(What to produce): An exact, complete copy of the data is all that is needed.

(Region pointing data):
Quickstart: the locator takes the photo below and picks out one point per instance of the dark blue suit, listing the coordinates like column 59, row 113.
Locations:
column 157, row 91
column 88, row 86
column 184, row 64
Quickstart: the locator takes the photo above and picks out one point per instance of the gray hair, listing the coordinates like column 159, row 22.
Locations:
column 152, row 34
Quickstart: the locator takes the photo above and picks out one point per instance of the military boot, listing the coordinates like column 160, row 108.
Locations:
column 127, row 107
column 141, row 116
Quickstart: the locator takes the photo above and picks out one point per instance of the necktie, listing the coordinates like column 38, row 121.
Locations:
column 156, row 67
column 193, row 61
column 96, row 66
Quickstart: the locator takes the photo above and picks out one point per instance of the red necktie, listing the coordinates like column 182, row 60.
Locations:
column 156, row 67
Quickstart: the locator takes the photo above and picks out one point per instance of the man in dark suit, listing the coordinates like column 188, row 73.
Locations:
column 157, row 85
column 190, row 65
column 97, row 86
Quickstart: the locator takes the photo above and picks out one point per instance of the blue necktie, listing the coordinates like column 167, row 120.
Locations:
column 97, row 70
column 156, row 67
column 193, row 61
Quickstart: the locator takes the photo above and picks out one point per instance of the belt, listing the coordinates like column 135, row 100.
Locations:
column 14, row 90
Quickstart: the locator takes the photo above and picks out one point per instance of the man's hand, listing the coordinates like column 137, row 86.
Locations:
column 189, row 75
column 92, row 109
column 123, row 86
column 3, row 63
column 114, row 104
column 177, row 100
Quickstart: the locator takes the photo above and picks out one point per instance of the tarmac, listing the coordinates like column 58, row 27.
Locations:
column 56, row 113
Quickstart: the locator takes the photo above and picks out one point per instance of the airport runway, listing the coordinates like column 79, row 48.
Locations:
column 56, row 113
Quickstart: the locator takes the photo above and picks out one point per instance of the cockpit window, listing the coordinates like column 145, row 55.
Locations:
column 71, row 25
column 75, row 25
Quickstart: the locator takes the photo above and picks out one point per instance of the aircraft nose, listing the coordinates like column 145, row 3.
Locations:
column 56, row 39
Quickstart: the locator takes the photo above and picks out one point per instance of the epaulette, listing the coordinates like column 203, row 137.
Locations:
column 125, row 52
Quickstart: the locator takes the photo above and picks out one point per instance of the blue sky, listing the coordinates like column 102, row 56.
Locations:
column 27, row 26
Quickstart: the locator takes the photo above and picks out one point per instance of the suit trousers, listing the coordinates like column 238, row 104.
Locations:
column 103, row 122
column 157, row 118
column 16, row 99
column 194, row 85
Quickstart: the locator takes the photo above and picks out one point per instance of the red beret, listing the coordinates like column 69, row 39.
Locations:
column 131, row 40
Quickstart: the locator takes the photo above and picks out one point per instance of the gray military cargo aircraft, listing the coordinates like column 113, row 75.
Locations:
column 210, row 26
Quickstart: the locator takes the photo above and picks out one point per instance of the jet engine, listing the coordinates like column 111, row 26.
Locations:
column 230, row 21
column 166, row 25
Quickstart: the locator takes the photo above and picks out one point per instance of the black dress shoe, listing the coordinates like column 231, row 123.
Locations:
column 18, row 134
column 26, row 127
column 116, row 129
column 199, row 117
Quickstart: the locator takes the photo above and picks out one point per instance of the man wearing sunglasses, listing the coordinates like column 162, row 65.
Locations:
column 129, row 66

(Result of the task):
Quickstart: the locator takes the photo below and picks out one point per instance of the dark blue suit, listing the coordinates like column 59, row 113.
Locations:
column 157, row 91
column 88, row 86
column 184, row 64
Quickstart: the locator takes the photo above and picks out one point per instance of the gray hair, listing the coordinates like column 159, row 22.
Locations:
column 152, row 34
Quickstart: the locator takes the photo above and picks out one point per instance of the military boot, listing the coordinates like column 160, row 108.
Locations:
column 127, row 107
column 141, row 116
Quickstart: the locator takes the photo above and picks out one point per instance of the necktie, listing the coordinates like column 38, row 121.
Locations:
column 156, row 67
column 193, row 61
column 96, row 66
Quickstart: the locator takes the photo above and picks out one point per instance of the red necktie, listing the coordinates like column 182, row 60.
Locations:
column 156, row 67
Quickstart: the locator takes the photo above and picks out one point per instance of the man in dark suit, listing the coordinates like column 188, row 73.
Locations:
column 157, row 85
column 190, row 65
column 97, row 86
Quickstart: the locator takes the photo above and picks out one point per instance of the blue necktie, listing the coordinates like column 167, row 120.
Locations:
column 97, row 70
column 156, row 67
column 193, row 61
Quickstart: the locator takes the photo above and picks out one point per instance of the belt, listing the coordinates like column 135, row 100.
Locations:
column 14, row 90
Quickstart: the locator takes the photo above and picks out one point per instance of the man's hand, listing the coordinates like column 137, row 86.
Locations:
column 189, row 75
column 92, row 109
column 123, row 86
column 3, row 63
column 114, row 104
column 177, row 100
Quickstart: the locator takes the photo above and picks out one point per instance of the tarmac, listing the coordinates like column 58, row 27.
Locations:
column 56, row 113
Quickstart: the locator takes the photo above and picks out one point per instance of the airport runway, listing the coordinates like column 79, row 48.
Locations:
column 56, row 113
Quickstart: the locator takes the photo above and picks out one point per instance of the cockpit window, listing the coordinates like column 145, row 55.
Locations:
column 71, row 25
column 75, row 25
Quickstart: the locator takes the photo above and picks out one point per instance of the aircraft nose, listing the coordinates like column 145, row 3.
Locations:
column 56, row 39
Quickstart: the locator takes the photo above and picks out one point per instance of the epaulette, listing the coordinates like column 203, row 137.
Locations:
column 125, row 52
Quickstart: the locator takes the photo above and picks out one point per instance of the blue sky, listing the coordinates like column 102, row 56.
Locations:
column 27, row 26
Quickstart: the locator takes the photo above and picks out one point per instance of the suit trousers, listing the coordinates like column 238, row 104.
Locations:
column 103, row 122
column 157, row 118
column 16, row 99
column 194, row 85
Quickstart: the locator takes the photo above and picks out one point per instance of the red beret, listing the coordinates like column 69, row 39.
Locations:
column 131, row 40
Quickstart: the locator takes the photo above and picks out one point per instance of the gray military cargo aircraft, listing the coordinates like column 113, row 75.
Locations:
column 210, row 26
Quickstart: the locator takes the photo above and picks out one point per instance of the jet engine, listing the coordinates like column 111, row 26.
Locations:
column 230, row 21
column 166, row 25
Quickstart: the locator takes the photo above and picks out one point per instance of the black dress shoe, listing the coordinates like column 231, row 123.
Locations:
column 18, row 134
column 26, row 127
column 116, row 129
column 199, row 117
Quickstart: the locator takes the photo above and picks out one point per instance of the man wearing sunglasses, listing the coordinates like column 162, row 65.
Locations:
column 129, row 66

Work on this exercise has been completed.